ASSIGNED TASK 1
In the piece on homeless students and school, what must the school system do if a homeless family keeps the child in the original school?
ASSIGNED TASK 2
Extend the piece on homeless students and school, picking up after its final sentence.

SELECTED EXCERPT
Content starts

By Spencer Hall, CFCC Student Fellow 2012-2013
A few days ago NPR profiled a young woman named Tierra Jackson, now a junior in college, who had struggled in high school as her family experienced homelessness. She recalled being frequently punished by school administrators for her tardiness, but being too embarrassed to tell them that her lateness was caused by a long bus ride from a homeless shelter across town. Ms. Jackson’s story is a prime example of how therapeutic jurisprudence and the Truancy Court Program can help homeless children.
The U.S. Department of Education estimates that there are nearly 1 million school-aged children in this country who are homeless, and the National Center on Family Homelessness believes even that estimate is low. The McKinney-Vento Homeless Assistance Act of 1987 provides special protections for these children, with the goal of ensuring minimal disruption to a child’s education during a time of family crisis. For example, if a child’s family loses their housing mid-year and moves into a shelter across town, the parents have the right to enroll the child in a local school or keep the child enrolled in the school of origin. If the family feels it’s in the child’s best interest to stay in the original school, the school system is required to arrange and pay for transportation to and from school.
But how do we identify homeless children to ensure that their rights are protected and that their needs are being met?

Content ends

DATA EXTRACT
Content starts

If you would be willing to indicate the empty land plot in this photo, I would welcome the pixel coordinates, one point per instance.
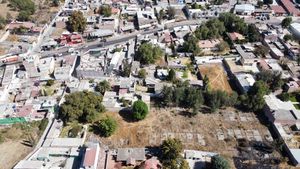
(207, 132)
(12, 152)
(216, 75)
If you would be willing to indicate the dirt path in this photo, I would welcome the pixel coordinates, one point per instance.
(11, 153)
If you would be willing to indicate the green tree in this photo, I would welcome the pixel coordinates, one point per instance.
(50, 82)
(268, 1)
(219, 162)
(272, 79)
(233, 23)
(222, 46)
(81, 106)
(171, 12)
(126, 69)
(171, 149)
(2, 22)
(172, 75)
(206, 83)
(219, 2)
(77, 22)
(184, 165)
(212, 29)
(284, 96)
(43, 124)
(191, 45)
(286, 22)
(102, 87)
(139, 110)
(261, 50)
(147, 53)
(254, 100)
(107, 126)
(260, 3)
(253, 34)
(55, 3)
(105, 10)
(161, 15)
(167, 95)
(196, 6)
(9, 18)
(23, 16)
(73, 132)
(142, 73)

Content ends
Content starts

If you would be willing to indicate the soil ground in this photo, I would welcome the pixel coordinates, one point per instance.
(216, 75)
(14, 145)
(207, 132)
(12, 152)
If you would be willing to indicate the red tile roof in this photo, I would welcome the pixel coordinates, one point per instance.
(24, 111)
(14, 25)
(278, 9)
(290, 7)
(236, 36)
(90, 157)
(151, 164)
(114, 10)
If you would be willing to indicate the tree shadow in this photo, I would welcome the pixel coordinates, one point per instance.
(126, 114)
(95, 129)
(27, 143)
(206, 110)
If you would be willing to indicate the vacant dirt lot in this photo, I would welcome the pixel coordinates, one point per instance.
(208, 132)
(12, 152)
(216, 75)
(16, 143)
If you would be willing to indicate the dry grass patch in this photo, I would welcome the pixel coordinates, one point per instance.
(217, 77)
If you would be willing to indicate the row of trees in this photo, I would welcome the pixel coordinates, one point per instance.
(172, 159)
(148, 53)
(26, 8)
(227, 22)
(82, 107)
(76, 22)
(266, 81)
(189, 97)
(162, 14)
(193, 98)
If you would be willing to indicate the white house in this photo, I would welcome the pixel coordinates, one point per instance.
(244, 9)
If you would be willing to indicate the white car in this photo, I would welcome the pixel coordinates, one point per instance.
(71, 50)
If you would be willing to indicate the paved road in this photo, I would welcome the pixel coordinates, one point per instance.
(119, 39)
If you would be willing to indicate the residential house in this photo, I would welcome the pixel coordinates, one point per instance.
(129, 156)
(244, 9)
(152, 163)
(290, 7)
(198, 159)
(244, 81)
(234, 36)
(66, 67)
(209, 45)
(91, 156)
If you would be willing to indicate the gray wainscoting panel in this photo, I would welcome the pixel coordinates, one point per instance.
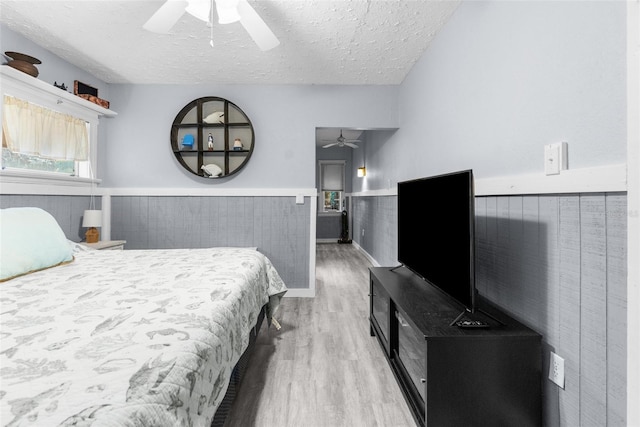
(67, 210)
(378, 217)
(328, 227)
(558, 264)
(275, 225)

Content ends

YOUR RESPONSE 1
It must arrange and pay for the child's transportation to and from school.

YOUR RESPONSE 2
As the case of Ms. Jackson shows, the stigma and embarrassment of being homeless can be a significant barrier to school attendance for children and teens. Therapeutic jurisprudence (TJ), combined with a holistic approach to problem solving and emphasis on empowering individuals, may be the best way to break down these barriers. A TJ mindset calls on lawyers and other actors in the legal system to look at the big picture. For homeless children who fail to attend school, we have to look at both the psychological effects on the child and a host of other reasons why a homeless or unstably-housed child misses school. It could be due to a lack of clean clothes, inadequate transportation, or staying home to take care of younger siblings. Homeless children who do attend school may be frequently late or have trouble concentrating because they didn’t have breakfast. These issues can affect any school-aged child, but they impact homeless children the most.
CFCC’s Truancy Court Program (TCP) is proof that this approach can yield results in identifying the root causes of truancy (and homelessness is just one of the many). By providing an opportunity for an entire team of caring adults – a judge, a TCP coordinator, a CFCC Student Fellow, a TCP mentor, and school representatives – and giving the student the personalized attention he or she needs, we can create a safe, non-judgmental environment where students can talk more freely about their problems than they otherwise might with their teachers or peers. Once we understand the full spectrum of a child’s barriers, we then can take the necessary steps to help that child succeed.